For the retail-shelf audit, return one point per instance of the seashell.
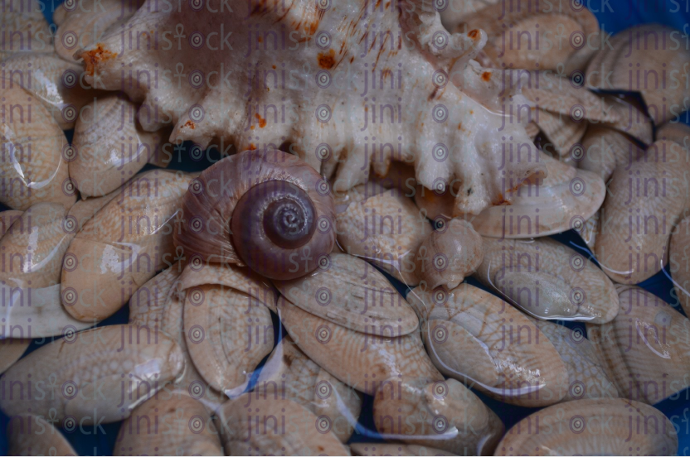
(123, 245)
(645, 199)
(289, 374)
(90, 371)
(646, 347)
(227, 332)
(381, 449)
(449, 254)
(36, 170)
(327, 126)
(109, 146)
(587, 376)
(12, 349)
(86, 22)
(506, 28)
(611, 68)
(563, 200)
(604, 149)
(476, 337)
(34, 247)
(33, 435)
(56, 83)
(446, 415)
(382, 226)
(360, 360)
(352, 294)
(592, 427)
(25, 29)
(678, 265)
(289, 428)
(263, 209)
(188, 429)
(548, 280)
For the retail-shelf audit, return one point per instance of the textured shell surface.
(330, 120)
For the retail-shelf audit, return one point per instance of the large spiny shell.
(646, 348)
(124, 245)
(109, 146)
(351, 293)
(327, 123)
(33, 168)
(288, 373)
(360, 360)
(91, 370)
(648, 59)
(288, 428)
(34, 435)
(645, 199)
(592, 427)
(445, 414)
(478, 338)
(548, 280)
(185, 428)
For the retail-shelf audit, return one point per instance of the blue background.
(613, 16)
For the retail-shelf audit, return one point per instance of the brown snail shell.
(266, 209)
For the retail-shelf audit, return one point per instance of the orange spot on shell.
(327, 59)
(95, 56)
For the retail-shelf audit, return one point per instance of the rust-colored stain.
(262, 121)
(96, 56)
(327, 59)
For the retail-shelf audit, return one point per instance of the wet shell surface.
(481, 340)
(91, 369)
(548, 280)
(645, 348)
(592, 427)
(353, 294)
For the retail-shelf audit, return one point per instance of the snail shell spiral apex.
(267, 210)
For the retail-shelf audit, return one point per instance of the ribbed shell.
(91, 370)
(592, 427)
(479, 339)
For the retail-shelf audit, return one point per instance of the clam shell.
(227, 334)
(644, 201)
(587, 375)
(133, 235)
(188, 429)
(479, 339)
(647, 49)
(548, 280)
(289, 428)
(56, 83)
(360, 360)
(449, 254)
(507, 27)
(33, 435)
(91, 370)
(381, 449)
(646, 347)
(592, 427)
(563, 200)
(37, 171)
(447, 415)
(110, 146)
(603, 149)
(289, 374)
(384, 228)
(351, 293)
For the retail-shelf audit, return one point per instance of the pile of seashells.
(311, 283)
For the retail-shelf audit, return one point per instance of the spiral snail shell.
(265, 209)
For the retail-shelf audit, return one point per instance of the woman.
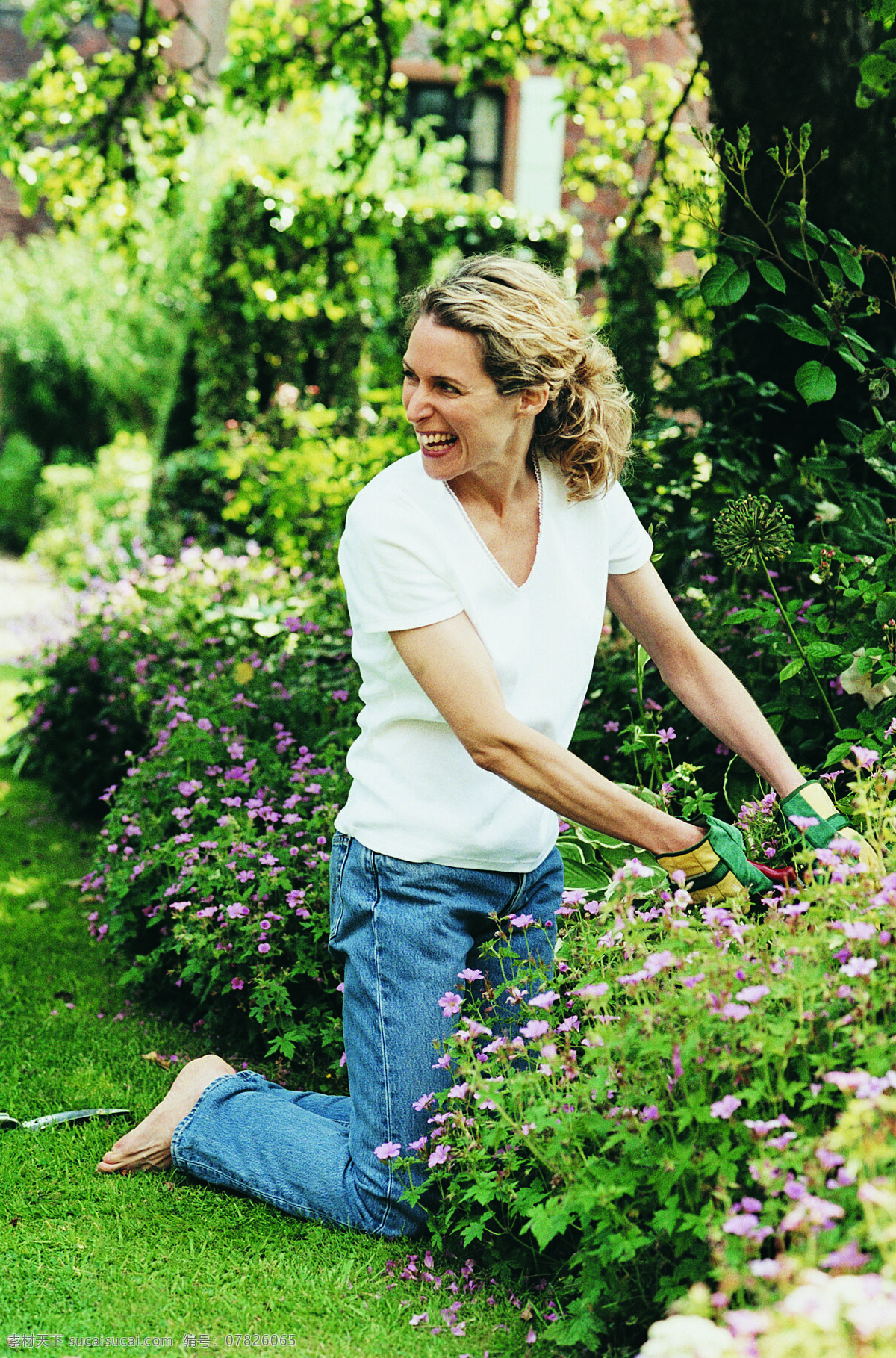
(476, 574)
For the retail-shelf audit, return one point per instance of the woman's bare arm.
(452, 666)
(695, 675)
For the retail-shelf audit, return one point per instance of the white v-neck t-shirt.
(411, 557)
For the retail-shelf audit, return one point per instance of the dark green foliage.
(55, 403)
(300, 288)
(19, 477)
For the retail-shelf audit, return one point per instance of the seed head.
(753, 530)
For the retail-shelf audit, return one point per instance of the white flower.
(856, 682)
(688, 1336)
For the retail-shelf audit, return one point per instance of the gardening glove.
(717, 866)
(812, 802)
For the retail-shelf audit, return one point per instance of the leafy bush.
(211, 872)
(303, 285)
(90, 704)
(89, 343)
(811, 642)
(94, 519)
(284, 480)
(600, 1148)
(19, 478)
(811, 1298)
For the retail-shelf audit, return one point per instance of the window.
(477, 117)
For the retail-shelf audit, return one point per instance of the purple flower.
(750, 994)
(859, 967)
(725, 1107)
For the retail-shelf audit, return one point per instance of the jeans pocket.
(338, 858)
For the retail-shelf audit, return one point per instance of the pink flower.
(741, 1224)
(736, 1012)
(859, 967)
(592, 992)
(388, 1150)
(750, 994)
(725, 1107)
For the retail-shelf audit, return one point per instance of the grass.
(158, 1256)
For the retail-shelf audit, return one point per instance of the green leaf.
(821, 649)
(789, 672)
(847, 356)
(773, 275)
(850, 265)
(815, 382)
(724, 284)
(850, 432)
(836, 754)
(793, 326)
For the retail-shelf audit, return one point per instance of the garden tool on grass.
(717, 866)
(7, 1123)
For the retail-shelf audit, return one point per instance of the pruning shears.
(777, 876)
(74, 1115)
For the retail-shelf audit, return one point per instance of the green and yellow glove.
(811, 803)
(717, 866)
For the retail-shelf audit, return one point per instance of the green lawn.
(158, 1256)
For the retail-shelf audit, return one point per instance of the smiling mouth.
(438, 443)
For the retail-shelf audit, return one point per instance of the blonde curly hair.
(531, 335)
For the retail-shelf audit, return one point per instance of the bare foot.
(149, 1147)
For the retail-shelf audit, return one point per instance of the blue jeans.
(405, 931)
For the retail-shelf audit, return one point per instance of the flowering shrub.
(211, 875)
(811, 1297)
(838, 604)
(652, 1122)
(90, 704)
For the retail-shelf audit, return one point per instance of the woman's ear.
(532, 401)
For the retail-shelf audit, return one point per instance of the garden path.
(33, 609)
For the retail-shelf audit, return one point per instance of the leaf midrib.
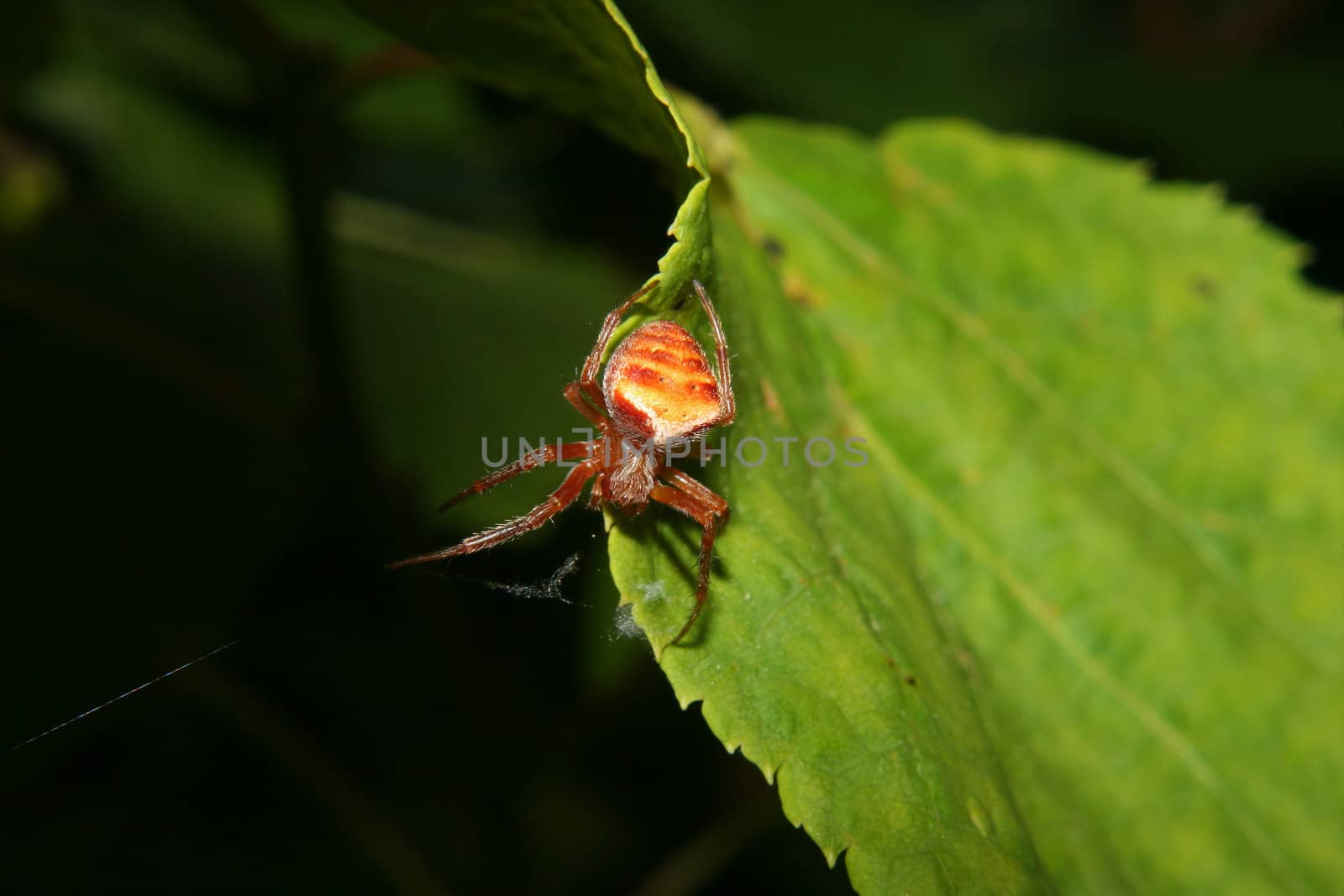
(1028, 598)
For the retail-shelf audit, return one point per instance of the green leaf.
(1075, 624)
(584, 60)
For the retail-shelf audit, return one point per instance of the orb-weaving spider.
(658, 391)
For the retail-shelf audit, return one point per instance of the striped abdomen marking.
(659, 385)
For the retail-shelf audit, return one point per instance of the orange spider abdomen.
(659, 385)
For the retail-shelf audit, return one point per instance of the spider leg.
(723, 375)
(595, 359)
(558, 500)
(696, 490)
(709, 520)
(588, 401)
(530, 461)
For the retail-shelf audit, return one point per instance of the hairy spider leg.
(595, 359)
(582, 402)
(588, 379)
(557, 501)
(723, 375)
(709, 520)
(696, 490)
(530, 461)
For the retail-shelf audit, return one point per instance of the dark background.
(264, 286)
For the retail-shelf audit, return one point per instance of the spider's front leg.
(558, 500)
(706, 508)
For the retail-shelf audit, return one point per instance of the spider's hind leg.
(710, 517)
(557, 501)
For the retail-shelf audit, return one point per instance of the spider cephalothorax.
(658, 391)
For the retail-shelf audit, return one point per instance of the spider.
(658, 391)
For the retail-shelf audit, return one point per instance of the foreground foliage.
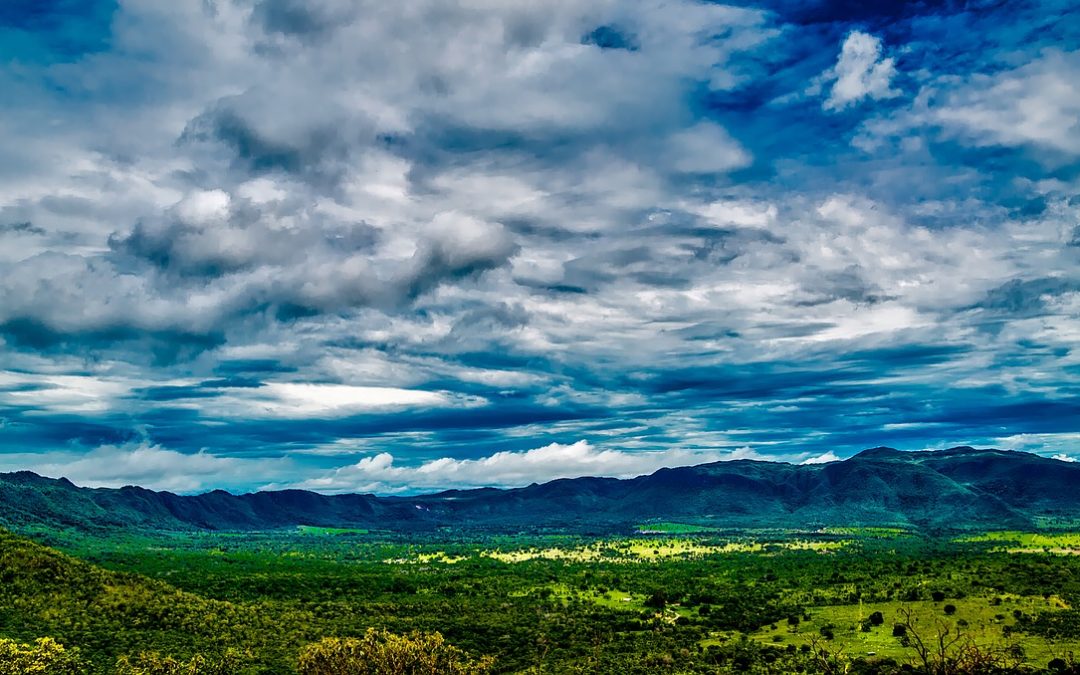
(381, 652)
(841, 602)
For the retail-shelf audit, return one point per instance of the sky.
(353, 245)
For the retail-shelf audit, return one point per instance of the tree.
(382, 652)
(44, 656)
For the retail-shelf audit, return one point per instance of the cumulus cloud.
(1035, 104)
(821, 459)
(861, 72)
(147, 466)
(622, 221)
(507, 469)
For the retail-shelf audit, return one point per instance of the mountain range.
(957, 488)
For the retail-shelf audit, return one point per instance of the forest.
(676, 599)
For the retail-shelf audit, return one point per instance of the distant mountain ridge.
(957, 488)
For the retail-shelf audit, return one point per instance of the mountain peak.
(880, 453)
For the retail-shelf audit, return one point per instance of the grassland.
(683, 602)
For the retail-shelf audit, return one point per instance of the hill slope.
(955, 488)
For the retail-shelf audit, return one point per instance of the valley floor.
(671, 598)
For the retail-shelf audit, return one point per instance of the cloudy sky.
(396, 246)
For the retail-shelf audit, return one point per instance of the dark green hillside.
(949, 489)
(44, 593)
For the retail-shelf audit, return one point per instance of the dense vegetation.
(850, 599)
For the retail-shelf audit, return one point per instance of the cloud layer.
(360, 240)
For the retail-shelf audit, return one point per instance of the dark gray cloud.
(316, 231)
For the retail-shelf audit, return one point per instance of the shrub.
(44, 656)
(381, 652)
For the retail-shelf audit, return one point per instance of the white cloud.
(382, 473)
(1037, 104)
(706, 148)
(860, 72)
(148, 466)
(322, 401)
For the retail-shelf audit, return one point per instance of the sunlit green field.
(674, 602)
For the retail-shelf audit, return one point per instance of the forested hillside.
(950, 489)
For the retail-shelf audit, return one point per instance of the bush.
(152, 663)
(381, 652)
(44, 656)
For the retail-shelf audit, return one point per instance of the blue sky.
(393, 247)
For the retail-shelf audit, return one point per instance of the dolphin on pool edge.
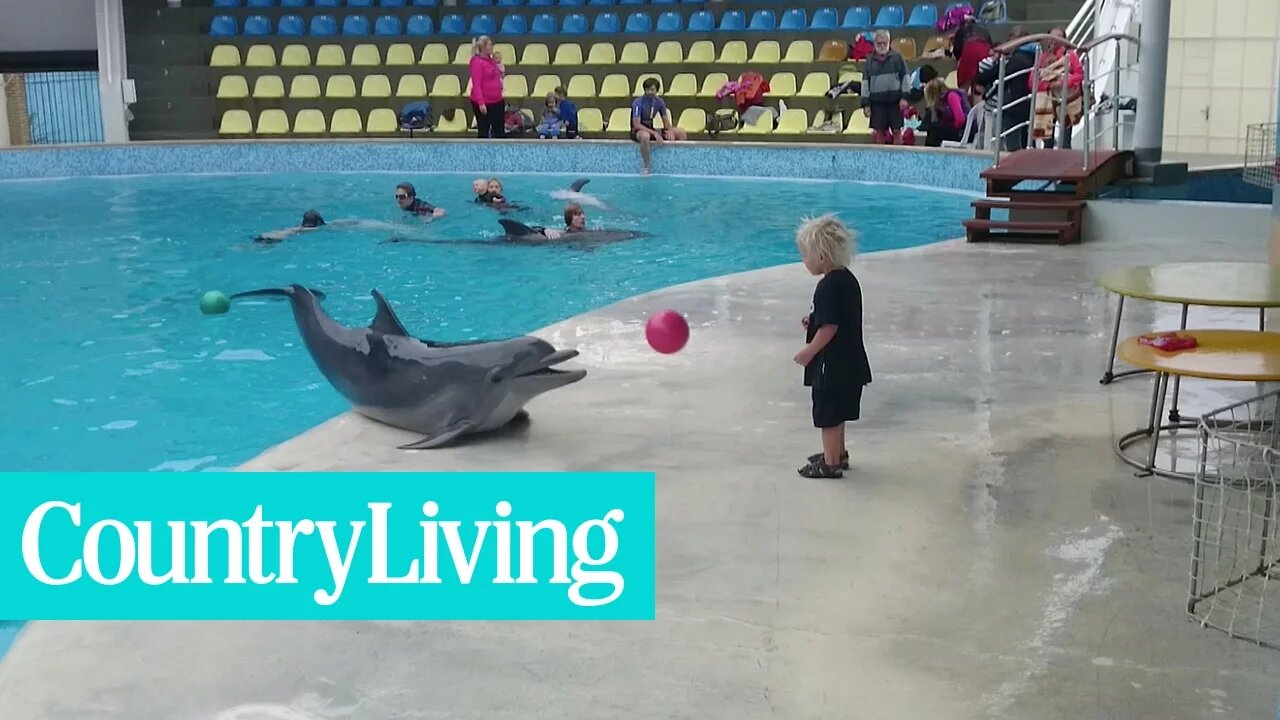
(439, 390)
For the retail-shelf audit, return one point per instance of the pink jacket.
(485, 81)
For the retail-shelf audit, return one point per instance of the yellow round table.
(1219, 355)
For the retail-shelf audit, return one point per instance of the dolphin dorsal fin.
(385, 320)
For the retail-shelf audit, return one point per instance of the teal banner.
(327, 546)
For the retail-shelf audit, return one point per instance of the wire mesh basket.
(1235, 522)
(1261, 165)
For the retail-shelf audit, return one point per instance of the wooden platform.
(1054, 212)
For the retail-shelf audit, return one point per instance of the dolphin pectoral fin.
(443, 437)
(385, 320)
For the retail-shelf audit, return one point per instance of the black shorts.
(833, 406)
(886, 117)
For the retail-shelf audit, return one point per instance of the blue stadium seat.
(291, 26)
(355, 24)
(513, 23)
(223, 26)
(544, 24)
(923, 16)
(639, 22)
(257, 24)
(453, 24)
(890, 16)
(856, 18)
(607, 23)
(483, 24)
(420, 24)
(388, 24)
(734, 21)
(824, 18)
(671, 22)
(794, 19)
(702, 21)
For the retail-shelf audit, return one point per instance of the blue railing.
(64, 106)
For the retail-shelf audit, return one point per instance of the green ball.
(214, 302)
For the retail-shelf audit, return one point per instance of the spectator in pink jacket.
(487, 89)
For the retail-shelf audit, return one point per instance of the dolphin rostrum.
(435, 388)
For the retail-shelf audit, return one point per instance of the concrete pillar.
(1152, 76)
(109, 18)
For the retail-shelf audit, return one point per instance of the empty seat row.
(667, 53)
(576, 23)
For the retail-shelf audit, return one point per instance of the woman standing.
(487, 89)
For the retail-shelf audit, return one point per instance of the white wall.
(28, 26)
(1223, 73)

**Problem to work on:** An exact copy is needed of the lines from the one containing "wire mesh basket." through the end of the records.

**Finished exercise:**
For the retail-shelf audit, return one point per instance of the wire mesh basket.
(1235, 522)
(1261, 165)
For the retail-shelf audit, return one point per instance of the wooden platform.
(1054, 212)
For the retail-shelf audit, return one point per instance of the dolphin pectoral fin.
(443, 437)
(385, 320)
For the retail-shelf audit, return one point per instance of the black shorts.
(833, 406)
(886, 117)
For the retail-shelf audit, return one point per instance of the blue stadium seat.
(291, 26)
(355, 24)
(513, 23)
(223, 26)
(544, 24)
(923, 16)
(639, 22)
(257, 24)
(453, 24)
(890, 16)
(856, 18)
(607, 23)
(483, 24)
(420, 24)
(388, 24)
(734, 21)
(824, 18)
(671, 22)
(794, 19)
(702, 21)
For the retail-shelf audit, return one point per instance of the blue railing.
(64, 106)
For the retail-shelf audit, return one point per instance of the green ball.
(214, 302)
For the retail-shelf audit, return one point per instance of the spectator in pink jacket.
(487, 89)
For the retail-shelf audit, return one point per instance of the dolphin rostrum.
(435, 388)
For the retail-shelf audit, return one point per instance of the concrete pillar.
(1152, 76)
(109, 18)
For the retail-shelf audit, return one point per instance of the empty seat row.
(667, 53)
(576, 23)
For the retail-shelf audit, return one point per instance of the woman standing.
(487, 89)
For the retail-shelf audit, return one point per instance of the white wall.
(28, 26)
(1223, 73)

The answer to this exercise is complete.